:: EXERCISE GOAL ::
The entries shown below should be output exactly as they appear.

:: RECORDS TO USE ::

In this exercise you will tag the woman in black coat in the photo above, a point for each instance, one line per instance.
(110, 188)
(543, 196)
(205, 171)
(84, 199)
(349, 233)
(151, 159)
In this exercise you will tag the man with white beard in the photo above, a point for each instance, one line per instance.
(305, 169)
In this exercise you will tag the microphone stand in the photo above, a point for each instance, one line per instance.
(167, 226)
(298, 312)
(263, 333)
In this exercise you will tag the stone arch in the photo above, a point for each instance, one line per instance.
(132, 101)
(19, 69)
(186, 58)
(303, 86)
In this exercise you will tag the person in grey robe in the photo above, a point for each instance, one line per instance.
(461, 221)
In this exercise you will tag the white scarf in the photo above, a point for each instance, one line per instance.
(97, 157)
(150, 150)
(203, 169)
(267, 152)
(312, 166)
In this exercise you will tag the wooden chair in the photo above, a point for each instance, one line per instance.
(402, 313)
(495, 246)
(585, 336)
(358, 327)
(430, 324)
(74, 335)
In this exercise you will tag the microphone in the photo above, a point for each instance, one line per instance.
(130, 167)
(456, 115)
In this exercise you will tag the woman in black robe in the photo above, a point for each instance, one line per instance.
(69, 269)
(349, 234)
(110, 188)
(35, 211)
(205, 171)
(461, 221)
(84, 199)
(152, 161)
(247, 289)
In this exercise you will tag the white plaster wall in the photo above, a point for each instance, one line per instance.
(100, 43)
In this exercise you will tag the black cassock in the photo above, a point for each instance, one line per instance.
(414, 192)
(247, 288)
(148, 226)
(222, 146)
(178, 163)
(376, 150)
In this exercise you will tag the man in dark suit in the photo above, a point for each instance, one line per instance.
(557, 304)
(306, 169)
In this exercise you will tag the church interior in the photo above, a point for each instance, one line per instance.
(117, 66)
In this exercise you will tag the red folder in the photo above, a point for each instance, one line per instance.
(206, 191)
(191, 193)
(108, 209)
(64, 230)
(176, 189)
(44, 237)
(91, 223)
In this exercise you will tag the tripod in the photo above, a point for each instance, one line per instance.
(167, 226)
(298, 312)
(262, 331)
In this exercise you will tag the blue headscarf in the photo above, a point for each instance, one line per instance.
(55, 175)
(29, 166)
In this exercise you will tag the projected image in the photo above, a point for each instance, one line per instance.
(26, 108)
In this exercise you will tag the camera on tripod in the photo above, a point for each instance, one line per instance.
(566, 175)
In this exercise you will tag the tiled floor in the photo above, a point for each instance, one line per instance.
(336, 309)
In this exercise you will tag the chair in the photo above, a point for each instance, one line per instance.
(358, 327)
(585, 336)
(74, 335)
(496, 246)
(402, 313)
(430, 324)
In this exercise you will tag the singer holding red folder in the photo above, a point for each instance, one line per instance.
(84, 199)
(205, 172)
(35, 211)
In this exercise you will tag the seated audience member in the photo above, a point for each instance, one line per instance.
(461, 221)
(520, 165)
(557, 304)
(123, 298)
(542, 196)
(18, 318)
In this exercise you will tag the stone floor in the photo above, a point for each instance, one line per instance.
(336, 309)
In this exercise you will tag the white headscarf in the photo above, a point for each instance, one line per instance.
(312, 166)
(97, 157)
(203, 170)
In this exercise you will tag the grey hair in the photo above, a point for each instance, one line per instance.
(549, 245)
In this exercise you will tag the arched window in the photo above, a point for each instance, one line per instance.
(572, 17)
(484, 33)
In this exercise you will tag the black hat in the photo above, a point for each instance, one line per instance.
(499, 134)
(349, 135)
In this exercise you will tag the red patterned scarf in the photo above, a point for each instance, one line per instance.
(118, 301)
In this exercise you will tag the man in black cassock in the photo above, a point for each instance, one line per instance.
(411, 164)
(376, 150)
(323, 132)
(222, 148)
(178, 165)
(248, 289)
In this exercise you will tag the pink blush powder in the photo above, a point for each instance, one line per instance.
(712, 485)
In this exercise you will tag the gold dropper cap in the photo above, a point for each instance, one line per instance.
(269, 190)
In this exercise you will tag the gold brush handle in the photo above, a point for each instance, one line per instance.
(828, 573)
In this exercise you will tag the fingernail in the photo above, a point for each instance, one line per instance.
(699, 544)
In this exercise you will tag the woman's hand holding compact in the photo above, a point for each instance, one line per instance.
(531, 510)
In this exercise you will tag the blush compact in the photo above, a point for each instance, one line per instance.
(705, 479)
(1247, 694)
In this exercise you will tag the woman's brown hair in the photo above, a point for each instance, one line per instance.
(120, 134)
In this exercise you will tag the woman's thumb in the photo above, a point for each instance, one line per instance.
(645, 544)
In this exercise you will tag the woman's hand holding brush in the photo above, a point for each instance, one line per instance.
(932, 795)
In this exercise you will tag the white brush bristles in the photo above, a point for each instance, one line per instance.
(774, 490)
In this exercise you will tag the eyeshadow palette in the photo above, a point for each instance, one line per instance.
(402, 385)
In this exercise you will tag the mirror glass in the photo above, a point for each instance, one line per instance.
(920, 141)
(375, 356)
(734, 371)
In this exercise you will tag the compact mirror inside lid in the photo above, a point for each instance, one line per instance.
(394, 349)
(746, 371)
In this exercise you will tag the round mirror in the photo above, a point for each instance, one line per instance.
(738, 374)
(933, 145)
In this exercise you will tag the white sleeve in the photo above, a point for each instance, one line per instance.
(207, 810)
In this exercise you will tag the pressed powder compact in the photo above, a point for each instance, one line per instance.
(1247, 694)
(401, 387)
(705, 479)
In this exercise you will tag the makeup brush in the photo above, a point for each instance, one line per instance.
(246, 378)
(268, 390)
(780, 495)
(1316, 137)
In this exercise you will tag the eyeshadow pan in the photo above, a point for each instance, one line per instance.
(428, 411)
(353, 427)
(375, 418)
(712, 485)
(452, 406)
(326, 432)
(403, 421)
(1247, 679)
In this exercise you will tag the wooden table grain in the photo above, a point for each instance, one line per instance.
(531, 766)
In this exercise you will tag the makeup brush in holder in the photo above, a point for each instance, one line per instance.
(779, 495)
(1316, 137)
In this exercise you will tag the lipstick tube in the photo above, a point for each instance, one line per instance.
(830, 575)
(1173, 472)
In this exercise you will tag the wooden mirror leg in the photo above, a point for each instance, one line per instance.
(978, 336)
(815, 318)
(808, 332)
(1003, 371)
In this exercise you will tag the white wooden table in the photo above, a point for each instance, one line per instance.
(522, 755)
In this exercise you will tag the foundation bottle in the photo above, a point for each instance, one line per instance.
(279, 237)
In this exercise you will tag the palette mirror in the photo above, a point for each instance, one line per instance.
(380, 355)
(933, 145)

:: OUTPUT FOR THIS TASK ::
In this exercise you will tag the woman in black coat in the photo above, a point for each instance, one line per instance.
(110, 188)
(543, 196)
(205, 171)
(84, 199)
(349, 233)
(151, 159)
In this exercise you will tag the man with white beard in the photo above, a point for each instance, one line per instance.
(305, 169)
In this exercise you will tag the microphone stand in the photo above, a point for each instance, one line per instance.
(167, 226)
(298, 312)
(263, 333)
In this exercise you will tag the stone arch in the photo above, a point for each instance, one line per instance.
(132, 101)
(19, 69)
(186, 58)
(303, 86)
In this exercise you will tag the person in grey robe in the photo above, a point for each instance, one line per instance.
(461, 221)
In this exercise you will tag the white scarf in the photo above, a point for each instance, one line per instance.
(97, 157)
(150, 150)
(203, 169)
(267, 152)
(312, 166)
In this exercise you will tag the wooden chair in the photo above, a point for each instance, one line per instance.
(402, 313)
(495, 246)
(585, 336)
(358, 327)
(430, 324)
(74, 335)
In this exercise you will tag the microphone in the photo above, a point for each instance, one line per instance.
(130, 167)
(456, 115)
In this exercise you will tag the woman in black robe in the photo above, a point for each instance, one line per instance.
(69, 269)
(349, 234)
(110, 188)
(35, 211)
(205, 171)
(461, 221)
(84, 199)
(152, 161)
(247, 289)
In this exercise you will tag the white plaster wall in the photo above, a point for each instance, one line per instance.
(100, 43)
In this exercise you will tag the black cassock in the photo above, a point for each instance, one line per instance.
(414, 192)
(247, 288)
(148, 226)
(222, 146)
(178, 163)
(376, 150)
In this exercise you will tag the man in dark suit in the photo above, a point for each instance, one line per instance.
(557, 304)
(306, 169)
In this exercise you will tag the church interior in the photo above, a point for each instance, one line per instance.
(117, 66)
In this exercise you will tag the red folder in the photo above, a point for each instance, one line per instance.
(206, 191)
(191, 193)
(108, 209)
(64, 230)
(176, 189)
(44, 237)
(91, 223)
In this exercise you will tag the tripod in the photo above, a point for each instance, one line per instance.
(167, 226)
(298, 312)
(262, 331)
In this exercise you will tag the blue headscarf in the photo above, a point for each instance, one line per instance.
(55, 175)
(29, 166)
In this exercise you will tag the projected image in the photo above, a point for each instance, one line per instance.
(26, 108)
In this exercise you will tag the camera on tripod in the photo above, a point for each instance, one line per instance.
(566, 175)
In this exercise you will tag the tiled floor in the photo above, a point for each instance, one line per instance.
(336, 309)
In this exercise you will tag the chair in the photo above, a point for each instance, one line per instance.
(358, 327)
(585, 336)
(74, 335)
(496, 246)
(402, 313)
(430, 324)
In this exercise you will tag the singer holding red folder in the photo above, a point for each instance, one line per instance.
(84, 199)
(205, 172)
(35, 211)
In this exercise you will tag the seated audience member in the photo above, a point for each instance, one line per instance.
(461, 221)
(520, 165)
(557, 304)
(123, 298)
(542, 196)
(18, 318)
In this exercise you will tag the stone floor in the photo above, a point for each instance, one line per instance.
(336, 309)
In this exercise you will tag the white headscarf in the photo above, a point for each instance, one line per instance.
(312, 166)
(97, 157)
(203, 170)
In this exercise you will tag the grey hair in the photo above, a point for each instance, one line per instance.
(549, 245)
In this exercise you will tag the arched window in the photo above, a point for each instance, one line per instance.
(572, 17)
(484, 33)
In this exercise you will tag the black hat in the photo above, a point for each instance, one line per instance.
(499, 134)
(349, 135)
In this exercise you will tag the red patterned scarf in the photo above, a point for each instance, one line per instance.
(118, 301)
In this exercise you will tag the man in black cassock in the photo above, a point for each instance, one line per instance.
(411, 164)
(376, 150)
(323, 132)
(222, 148)
(178, 165)
(248, 289)
In this exercise you will tag the pink blush powder in the photo above, a point for each instance, one line per instance.
(712, 485)
In this exercise you will tag the gold dropper cap in the photo above, a point for each instance, one line per instance.
(269, 190)
In this exercise you will tag the gold brush handle in the photo above, a point for each instance, one line per instance.
(828, 573)
In this exercise you will tag the fingernail in the photo above, a point for each instance, one line per instance.
(699, 544)
In this exercise you will tag the woman's hand holding compact in the photo above, a point for each instance, one line per instance.
(531, 510)
In this exercise you will tag the blush compact in the photo above, a point for each instance, one line per instance.
(705, 479)
(1247, 694)
In this exercise you will tag the woman's brown hair in the photo above, a point for each instance, one line per instance.
(120, 134)
In this exercise you will tag the woman's thumb in the photo above, a point for each instance, one line per instance.
(645, 544)
In this exercise you will tag the woman's hand holding brush in the photo above, a point for each instance, one line per instance.
(932, 795)
In this exercise you will tag the white brush bristles in the photo above, a point for each instance, one line per instance.
(774, 490)
In this exercise you will tag the eyeshadow palette in the photo above, a point for each instance, one line per instance.
(402, 385)
In this exercise you will tag the mirror glass in the photo above, a point for each instance, one line per instance.
(920, 141)
(375, 356)
(734, 371)
In this exercise you will tag the compact mirror inside lid in the photo above, a point for each instance, one line per instance.
(394, 349)
(746, 371)
In this exercise you will tag the round mirror in the photo above, a point for each instance, one line per instance.
(738, 374)
(933, 145)
In this exercise you will tag the white sleeve in the photo above, a point for each instance, one line per instance.
(207, 810)
In this exercise you will tag the pressed powder compact in the photo above, a point for each instance, one line per instance.
(1247, 694)
(401, 387)
(705, 479)
In this exercise you will tag the makeup brush in the photo above, a point for each instance, one line per instance.
(246, 378)
(268, 390)
(780, 495)
(1316, 137)
In this exercise you will tag the eyeshadow pan in the photo above, a point for each instance, one line per instance.
(428, 411)
(353, 427)
(375, 418)
(712, 485)
(452, 406)
(326, 432)
(403, 421)
(1247, 679)
In this exercise you will tag the wooden table grain in the photo above, a point for each instance, one line per instance.
(531, 766)
In this exercise you will tag the makeup brush in holder in the photo above, a point for each instance, one line per instance.
(779, 495)
(1316, 137)
In this exercise you will tag the lipstick tube in the photo above, a point for each instance, one line per instance.
(830, 575)
(1173, 472)
In this exercise you will tag the wooden mirror leg in the photo above, a point for each instance, one line per instance.
(978, 336)
(815, 318)
(808, 332)
(1003, 371)
In this exercise you will tag the white wooden table in the photo above, a point for each instance, one line per instance.
(522, 755)
In this exercise you will tag the foundation bottle in the photo above, a point for each instance, one line per instance.
(279, 237)
In this exercise you will tag the palette mirror in the photo above, a point for each instance, one line per instance.
(380, 355)
(933, 145)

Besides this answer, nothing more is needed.